» **WHAT YOU HAVE TO DO**
Repeat word for word the rows below from the line with "Tag every instance of the pond with" up to and including the line with "pixel 468 87".

» **INFORMATION GIVEN**

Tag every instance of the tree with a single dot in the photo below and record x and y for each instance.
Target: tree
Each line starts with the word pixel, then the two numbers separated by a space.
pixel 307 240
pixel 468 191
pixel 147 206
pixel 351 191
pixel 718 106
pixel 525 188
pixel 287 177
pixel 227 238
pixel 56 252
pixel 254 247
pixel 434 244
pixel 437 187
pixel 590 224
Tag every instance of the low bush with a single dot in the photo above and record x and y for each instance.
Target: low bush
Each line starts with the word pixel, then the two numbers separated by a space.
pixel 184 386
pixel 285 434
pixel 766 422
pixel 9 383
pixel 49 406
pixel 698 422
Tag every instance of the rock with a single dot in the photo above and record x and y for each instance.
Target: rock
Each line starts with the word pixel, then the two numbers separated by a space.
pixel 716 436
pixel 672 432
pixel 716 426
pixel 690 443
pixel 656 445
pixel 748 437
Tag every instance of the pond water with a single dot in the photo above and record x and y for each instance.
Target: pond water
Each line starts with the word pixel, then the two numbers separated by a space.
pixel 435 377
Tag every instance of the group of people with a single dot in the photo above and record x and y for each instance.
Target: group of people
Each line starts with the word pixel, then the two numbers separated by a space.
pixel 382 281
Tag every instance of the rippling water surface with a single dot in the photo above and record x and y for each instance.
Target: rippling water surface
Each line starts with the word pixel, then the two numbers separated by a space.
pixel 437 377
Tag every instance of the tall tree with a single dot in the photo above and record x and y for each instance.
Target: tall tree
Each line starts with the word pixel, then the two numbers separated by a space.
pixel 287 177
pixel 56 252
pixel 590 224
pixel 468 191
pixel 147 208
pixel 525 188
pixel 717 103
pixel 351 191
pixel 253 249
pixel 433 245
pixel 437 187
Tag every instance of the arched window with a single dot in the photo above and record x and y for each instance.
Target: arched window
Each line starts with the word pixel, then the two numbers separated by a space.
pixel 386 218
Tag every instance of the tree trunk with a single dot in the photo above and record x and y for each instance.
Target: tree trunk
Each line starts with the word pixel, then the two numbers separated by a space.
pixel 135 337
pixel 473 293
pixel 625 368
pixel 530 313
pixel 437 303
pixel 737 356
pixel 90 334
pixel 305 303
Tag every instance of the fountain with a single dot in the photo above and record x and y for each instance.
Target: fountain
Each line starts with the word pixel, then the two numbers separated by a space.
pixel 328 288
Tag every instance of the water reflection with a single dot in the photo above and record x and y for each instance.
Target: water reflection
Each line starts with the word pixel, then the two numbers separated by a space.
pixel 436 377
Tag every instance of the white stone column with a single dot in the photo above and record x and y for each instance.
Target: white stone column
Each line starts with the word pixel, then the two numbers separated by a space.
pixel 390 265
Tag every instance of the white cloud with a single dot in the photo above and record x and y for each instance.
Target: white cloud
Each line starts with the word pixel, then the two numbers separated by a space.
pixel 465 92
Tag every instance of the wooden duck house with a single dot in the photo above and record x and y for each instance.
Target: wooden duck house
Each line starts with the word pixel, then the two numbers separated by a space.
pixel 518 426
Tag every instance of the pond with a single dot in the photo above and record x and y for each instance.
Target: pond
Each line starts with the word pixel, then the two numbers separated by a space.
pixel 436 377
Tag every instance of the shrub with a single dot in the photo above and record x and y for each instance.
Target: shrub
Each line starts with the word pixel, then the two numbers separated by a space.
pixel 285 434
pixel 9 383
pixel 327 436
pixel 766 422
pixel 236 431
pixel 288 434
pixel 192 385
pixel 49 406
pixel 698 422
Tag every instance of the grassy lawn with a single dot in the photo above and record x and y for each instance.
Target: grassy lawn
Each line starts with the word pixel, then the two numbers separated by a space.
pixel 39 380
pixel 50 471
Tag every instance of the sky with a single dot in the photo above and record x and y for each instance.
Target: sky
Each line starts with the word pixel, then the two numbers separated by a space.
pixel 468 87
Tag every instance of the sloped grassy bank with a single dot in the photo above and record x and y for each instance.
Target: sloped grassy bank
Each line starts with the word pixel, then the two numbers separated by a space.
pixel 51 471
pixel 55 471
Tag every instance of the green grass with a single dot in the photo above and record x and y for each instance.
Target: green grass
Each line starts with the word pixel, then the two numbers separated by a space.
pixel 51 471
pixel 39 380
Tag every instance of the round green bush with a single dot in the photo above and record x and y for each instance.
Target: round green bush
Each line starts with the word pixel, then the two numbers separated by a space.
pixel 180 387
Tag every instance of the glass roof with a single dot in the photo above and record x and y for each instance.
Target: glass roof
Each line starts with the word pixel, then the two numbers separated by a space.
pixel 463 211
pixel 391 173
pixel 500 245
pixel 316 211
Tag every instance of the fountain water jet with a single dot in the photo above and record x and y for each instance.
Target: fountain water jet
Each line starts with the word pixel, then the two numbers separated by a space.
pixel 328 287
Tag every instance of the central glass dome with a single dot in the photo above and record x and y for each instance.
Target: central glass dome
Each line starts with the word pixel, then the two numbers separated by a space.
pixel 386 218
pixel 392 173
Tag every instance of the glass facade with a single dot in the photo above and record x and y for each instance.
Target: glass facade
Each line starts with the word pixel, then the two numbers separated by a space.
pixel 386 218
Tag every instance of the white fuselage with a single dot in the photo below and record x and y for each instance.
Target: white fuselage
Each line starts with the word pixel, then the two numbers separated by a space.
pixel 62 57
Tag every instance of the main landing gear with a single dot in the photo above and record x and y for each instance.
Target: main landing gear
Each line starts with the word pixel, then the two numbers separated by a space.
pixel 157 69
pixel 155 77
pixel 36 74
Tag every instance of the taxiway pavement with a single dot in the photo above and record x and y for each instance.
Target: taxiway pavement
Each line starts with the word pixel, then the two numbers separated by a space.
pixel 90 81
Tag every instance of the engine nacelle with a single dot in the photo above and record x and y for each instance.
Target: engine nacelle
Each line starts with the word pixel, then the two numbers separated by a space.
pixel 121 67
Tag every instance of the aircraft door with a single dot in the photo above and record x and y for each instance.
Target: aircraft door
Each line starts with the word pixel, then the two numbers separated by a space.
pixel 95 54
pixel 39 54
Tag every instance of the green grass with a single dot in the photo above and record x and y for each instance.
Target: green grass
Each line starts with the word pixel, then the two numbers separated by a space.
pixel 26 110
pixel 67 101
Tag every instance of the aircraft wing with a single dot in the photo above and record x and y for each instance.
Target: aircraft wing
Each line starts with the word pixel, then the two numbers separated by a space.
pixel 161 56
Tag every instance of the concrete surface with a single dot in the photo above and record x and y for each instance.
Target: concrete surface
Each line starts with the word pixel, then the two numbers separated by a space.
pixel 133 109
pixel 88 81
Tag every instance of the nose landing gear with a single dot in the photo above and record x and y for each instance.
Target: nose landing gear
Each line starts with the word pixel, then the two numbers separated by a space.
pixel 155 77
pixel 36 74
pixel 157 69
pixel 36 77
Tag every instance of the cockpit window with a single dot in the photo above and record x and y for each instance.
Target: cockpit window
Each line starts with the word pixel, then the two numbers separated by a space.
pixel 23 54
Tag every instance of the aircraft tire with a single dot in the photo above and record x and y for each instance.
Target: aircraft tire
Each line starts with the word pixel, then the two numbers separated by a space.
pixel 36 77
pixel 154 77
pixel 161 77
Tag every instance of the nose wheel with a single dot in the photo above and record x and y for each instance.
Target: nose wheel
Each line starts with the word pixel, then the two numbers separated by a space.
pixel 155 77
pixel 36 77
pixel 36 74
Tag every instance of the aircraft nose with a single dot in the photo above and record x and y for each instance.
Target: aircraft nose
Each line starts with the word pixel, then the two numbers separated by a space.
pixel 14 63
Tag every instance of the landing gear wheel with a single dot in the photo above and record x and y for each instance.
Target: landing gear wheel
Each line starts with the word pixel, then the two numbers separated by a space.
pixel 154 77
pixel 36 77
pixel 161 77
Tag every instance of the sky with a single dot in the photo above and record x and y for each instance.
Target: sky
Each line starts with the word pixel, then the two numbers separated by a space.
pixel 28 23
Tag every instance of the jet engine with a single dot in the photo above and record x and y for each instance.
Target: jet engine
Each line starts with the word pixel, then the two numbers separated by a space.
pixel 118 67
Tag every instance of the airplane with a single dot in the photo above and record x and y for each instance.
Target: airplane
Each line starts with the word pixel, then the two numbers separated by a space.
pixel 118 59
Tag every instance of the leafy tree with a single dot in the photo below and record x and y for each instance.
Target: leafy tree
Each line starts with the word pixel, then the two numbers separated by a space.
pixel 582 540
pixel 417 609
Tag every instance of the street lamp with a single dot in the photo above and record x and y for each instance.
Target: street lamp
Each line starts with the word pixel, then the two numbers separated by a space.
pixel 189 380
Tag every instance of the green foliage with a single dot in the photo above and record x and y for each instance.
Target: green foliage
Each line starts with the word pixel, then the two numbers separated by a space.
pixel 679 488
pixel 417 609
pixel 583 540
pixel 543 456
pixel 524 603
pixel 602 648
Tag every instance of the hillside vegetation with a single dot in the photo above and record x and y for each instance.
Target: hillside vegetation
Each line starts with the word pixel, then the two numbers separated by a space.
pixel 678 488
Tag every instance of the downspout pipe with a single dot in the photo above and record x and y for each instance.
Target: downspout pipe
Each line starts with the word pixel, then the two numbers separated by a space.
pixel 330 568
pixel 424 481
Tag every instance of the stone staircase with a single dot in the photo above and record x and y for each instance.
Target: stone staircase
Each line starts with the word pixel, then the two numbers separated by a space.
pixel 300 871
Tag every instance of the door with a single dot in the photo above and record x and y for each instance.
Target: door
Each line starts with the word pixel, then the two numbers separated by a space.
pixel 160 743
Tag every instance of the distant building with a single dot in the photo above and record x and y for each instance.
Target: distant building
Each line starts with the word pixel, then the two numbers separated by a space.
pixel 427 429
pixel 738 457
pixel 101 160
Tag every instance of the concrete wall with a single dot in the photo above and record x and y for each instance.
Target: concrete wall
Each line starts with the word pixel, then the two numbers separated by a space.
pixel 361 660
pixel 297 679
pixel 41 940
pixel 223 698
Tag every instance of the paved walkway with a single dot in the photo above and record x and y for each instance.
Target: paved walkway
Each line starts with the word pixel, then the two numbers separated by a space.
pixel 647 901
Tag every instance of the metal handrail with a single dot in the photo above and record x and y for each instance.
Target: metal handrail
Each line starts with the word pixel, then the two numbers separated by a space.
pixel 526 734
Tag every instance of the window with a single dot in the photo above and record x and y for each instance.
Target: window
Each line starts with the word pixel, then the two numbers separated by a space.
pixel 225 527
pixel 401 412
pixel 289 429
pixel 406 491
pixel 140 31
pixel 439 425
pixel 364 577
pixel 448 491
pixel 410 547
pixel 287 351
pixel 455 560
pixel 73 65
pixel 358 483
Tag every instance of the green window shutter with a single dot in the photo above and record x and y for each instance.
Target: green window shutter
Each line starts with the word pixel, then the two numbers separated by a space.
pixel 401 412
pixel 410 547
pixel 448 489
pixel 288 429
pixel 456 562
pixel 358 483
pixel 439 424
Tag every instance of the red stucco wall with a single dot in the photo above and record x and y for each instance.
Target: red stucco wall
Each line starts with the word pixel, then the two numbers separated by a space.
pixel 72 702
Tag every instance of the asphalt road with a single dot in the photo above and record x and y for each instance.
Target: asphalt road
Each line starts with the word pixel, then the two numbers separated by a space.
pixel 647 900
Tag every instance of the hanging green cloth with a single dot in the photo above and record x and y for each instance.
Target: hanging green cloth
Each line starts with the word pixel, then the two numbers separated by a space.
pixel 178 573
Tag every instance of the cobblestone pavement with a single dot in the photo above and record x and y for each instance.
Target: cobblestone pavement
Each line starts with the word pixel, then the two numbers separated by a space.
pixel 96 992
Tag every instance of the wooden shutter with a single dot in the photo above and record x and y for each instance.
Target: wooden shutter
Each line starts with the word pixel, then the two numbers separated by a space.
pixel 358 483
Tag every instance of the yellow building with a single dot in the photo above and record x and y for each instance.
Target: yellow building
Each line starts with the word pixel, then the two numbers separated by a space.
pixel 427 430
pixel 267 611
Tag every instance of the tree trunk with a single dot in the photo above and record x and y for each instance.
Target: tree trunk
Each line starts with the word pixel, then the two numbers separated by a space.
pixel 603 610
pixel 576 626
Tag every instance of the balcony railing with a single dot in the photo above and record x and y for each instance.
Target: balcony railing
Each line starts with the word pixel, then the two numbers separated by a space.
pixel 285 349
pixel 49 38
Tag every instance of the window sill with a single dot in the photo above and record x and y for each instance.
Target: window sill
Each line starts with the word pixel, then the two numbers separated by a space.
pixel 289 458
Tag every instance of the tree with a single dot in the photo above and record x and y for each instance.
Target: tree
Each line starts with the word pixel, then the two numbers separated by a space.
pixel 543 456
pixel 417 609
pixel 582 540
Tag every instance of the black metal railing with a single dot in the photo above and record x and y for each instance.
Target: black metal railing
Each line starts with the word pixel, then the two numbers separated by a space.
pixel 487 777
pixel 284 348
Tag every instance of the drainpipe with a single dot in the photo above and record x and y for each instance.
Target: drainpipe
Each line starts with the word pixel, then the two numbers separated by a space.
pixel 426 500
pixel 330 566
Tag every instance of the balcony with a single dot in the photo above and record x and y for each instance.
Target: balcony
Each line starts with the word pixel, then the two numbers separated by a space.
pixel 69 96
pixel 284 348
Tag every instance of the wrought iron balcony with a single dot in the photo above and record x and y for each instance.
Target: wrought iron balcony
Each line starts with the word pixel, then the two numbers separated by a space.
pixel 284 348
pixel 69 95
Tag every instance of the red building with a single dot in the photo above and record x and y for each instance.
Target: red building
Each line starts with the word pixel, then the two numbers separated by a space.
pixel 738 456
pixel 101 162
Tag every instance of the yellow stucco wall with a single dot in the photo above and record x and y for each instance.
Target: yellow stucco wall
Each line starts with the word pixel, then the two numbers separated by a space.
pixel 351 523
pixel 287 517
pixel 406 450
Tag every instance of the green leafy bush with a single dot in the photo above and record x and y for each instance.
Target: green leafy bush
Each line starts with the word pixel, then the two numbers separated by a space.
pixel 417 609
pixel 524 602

» **WRITTEN RESPONSE**
Tag every instance of the pond with a single dot in the photo above and record x and y for each instance.
Target: pond
Each line starts with the word pixel, then the two numbers separated by a space.
pixel 436 377
Tag every instance of the shrub with a single dot in the photo above and record x and y for each instance.
Target: shrub
Each line starts with the word pixel, then the two numbers separated by a space.
pixel 285 434
pixel 9 383
pixel 327 436
pixel 766 422
pixel 236 431
pixel 288 434
pixel 192 385
pixel 49 406
pixel 698 422
Tag every instance of the grassy lawn with a single dot in the photo above and record x and y for each instance.
Target: grassy lawn
Each line starts with the word pixel, then the two numbers separated by a space.
pixel 39 380
pixel 50 471
Tag every instance of the sky with a single dot in the photo above and record x and y for each instance.
Target: sky
Each line starts with the word pixel, then the two numbers separated by a space.
pixel 468 87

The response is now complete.